Only these lines of the data below are wanted: the one with "hey so can you find the bird's head", the one with "hey so can you find the bird's foot", and any lines between them, each repeated exactly.
____
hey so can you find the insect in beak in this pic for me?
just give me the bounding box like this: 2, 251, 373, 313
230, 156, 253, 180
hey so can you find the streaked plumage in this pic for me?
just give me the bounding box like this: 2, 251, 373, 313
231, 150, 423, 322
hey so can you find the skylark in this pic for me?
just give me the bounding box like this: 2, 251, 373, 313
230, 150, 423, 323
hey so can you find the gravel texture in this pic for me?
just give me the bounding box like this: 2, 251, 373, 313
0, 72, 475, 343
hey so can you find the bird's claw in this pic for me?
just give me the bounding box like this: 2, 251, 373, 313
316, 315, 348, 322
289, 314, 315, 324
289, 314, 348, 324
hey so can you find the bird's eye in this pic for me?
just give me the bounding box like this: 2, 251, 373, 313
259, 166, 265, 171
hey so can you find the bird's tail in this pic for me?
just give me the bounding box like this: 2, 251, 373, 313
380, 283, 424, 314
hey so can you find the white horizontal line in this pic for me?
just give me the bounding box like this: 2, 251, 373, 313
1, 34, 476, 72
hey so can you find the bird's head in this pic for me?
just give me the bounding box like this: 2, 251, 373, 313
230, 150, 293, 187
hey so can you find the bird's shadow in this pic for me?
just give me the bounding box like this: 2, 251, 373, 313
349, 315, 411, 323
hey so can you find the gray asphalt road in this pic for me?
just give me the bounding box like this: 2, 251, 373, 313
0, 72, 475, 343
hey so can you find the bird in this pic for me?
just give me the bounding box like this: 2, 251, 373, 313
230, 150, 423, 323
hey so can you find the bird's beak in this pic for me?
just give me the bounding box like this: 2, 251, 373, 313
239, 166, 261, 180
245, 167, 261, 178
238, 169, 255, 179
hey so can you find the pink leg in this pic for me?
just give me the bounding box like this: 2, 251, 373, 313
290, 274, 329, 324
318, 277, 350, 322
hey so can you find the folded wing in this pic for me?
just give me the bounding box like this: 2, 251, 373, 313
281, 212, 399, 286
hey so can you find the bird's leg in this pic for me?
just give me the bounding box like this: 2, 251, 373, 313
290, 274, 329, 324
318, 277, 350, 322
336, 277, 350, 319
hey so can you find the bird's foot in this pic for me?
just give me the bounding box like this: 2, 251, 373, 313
____
**SOLUTION FOR THIS PROBLEM**
hey so can you find the bird's head in this pic for me?
just give me the bounding box like this: 2, 251, 373, 313
230, 150, 293, 187
hey so can you find the bird's shadow in this pic for me?
just give me the bounding box like this: 2, 251, 373, 313
349, 315, 411, 323
hey so can you find the gray asphalt road in this pic for me?
just give me the bounding box like this: 2, 251, 373, 313
0, 72, 475, 343
hey so can you find the bird in this pic for me?
just give me the bounding box like this: 2, 251, 373, 313
230, 150, 423, 323
hey so can you find the bird's beak in this pic for me?
just give me the bounding box like this: 2, 251, 373, 313
239, 166, 261, 180
245, 167, 261, 178
238, 169, 255, 179
hey so can you find the pink leg in this pic for me?
just give me the bounding box like this: 2, 251, 373, 313
290, 274, 329, 324
318, 277, 350, 322
hey so can you find the folded wing in this pic for me?
just give me the bounding box like this: 2, 251, 373, 313
281, 212, 399, 286
hey so can you find the bird's leg in this pic for me?
just give me the bounding box like this: 2, 251, 373, 313
290, 274, 329, 324
318, 277, 350, 322
336, 277, 350, 319
hey so can you find the bird's foot in this pic for me?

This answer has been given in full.